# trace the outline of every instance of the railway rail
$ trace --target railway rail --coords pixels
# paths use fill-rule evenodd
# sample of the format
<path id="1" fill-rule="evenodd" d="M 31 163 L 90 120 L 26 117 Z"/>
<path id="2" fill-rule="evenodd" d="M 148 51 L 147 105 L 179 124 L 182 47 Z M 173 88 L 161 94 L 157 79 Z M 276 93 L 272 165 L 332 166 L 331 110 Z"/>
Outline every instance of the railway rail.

──────────────────────────────

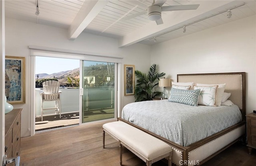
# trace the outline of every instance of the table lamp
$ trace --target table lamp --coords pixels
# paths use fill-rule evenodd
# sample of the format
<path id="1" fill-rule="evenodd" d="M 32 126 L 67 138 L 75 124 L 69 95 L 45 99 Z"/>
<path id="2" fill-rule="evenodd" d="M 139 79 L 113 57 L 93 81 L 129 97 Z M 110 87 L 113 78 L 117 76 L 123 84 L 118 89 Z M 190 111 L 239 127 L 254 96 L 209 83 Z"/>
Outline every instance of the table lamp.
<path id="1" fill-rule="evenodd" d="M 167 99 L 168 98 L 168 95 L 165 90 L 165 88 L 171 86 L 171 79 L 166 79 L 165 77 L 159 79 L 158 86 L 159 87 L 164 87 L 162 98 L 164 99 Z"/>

──────────────────────────────

* _Directions for this task_: Rewrite everything in the data from the line containing "# trace the outline of every instance of the railway" down to the line containing "31 163 L 90", putting "percent" wherever "pixels" appears and leaving all else unchanged.

* _Answer to this problem_:
# trace the outline of every instance of the railway rail
$ trace --target railway rail --coords percent
# paths use fill-rule evenodd
# sample of the format
<path id="1" fill-rule="evenodd" d="M 31 163 L 90 120 L 26 117 Z"/>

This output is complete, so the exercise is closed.